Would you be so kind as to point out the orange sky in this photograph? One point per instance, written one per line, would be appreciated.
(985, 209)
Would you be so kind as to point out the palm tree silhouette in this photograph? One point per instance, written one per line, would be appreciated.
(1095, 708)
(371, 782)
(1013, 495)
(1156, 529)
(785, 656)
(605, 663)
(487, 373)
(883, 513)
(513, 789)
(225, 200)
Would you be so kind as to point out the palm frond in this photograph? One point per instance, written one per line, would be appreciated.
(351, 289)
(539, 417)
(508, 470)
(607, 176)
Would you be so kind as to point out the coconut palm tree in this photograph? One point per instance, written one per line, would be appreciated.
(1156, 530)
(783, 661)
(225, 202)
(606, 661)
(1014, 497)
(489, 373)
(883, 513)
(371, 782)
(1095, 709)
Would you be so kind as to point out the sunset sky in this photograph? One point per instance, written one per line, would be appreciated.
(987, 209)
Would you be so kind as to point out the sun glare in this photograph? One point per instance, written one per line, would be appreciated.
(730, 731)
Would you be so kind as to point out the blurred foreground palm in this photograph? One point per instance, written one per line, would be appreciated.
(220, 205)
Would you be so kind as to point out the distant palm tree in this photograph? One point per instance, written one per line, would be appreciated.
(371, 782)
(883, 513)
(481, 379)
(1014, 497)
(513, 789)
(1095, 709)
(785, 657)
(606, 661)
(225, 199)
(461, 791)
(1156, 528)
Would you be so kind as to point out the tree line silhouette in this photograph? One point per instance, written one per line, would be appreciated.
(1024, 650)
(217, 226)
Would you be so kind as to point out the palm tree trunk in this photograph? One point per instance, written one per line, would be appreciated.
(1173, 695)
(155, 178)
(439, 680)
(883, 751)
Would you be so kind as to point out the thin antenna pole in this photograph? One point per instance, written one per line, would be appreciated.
################
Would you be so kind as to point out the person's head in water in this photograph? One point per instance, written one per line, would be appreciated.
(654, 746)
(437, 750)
################
* _Work to complete_
Only the lines above starting with the one with "the sun glare" and going through the one with "Would you be so kind as to point out the thin" are to be copied, word for word and with both ends kept.

* _Result_
Would you be so kind as to point out the sun glare in this photograph? One point per instance, written one per line, would be appreciated.
(730, 731)
Would you be so kind as to point out the blurred foreground palm in this photograph? One point per instance, written one per line, would be appreciated.
(220, 205)
Would you be so kind as to point out the distant palm tree in this photograph? One point per instance, written one per line, would be appreciated.
(371, 782)
(883, 513)
(481, 379)
(1014, 497)
(513, 789)
(1095, 709)
(785, 657)
(606, 661)
(225, 199)
(461, 791)
(1156, 528)
Would you be so kind as to point out the tree line silhouette in this photograph? One point per instance, written one per line, would be appreciated.
(1024, 650)
(217, 226)
Would you be so kind as to point out the palm tree trunk in this photograph? One point per instance, written one per line, would be appreciated.
(1173, 695)
(155, 178)
(439, 680)
(883, 751)
Would you be so kind as to point out the thin antenna pole in this photograph? One point per instance, written one per line, would be appreciated.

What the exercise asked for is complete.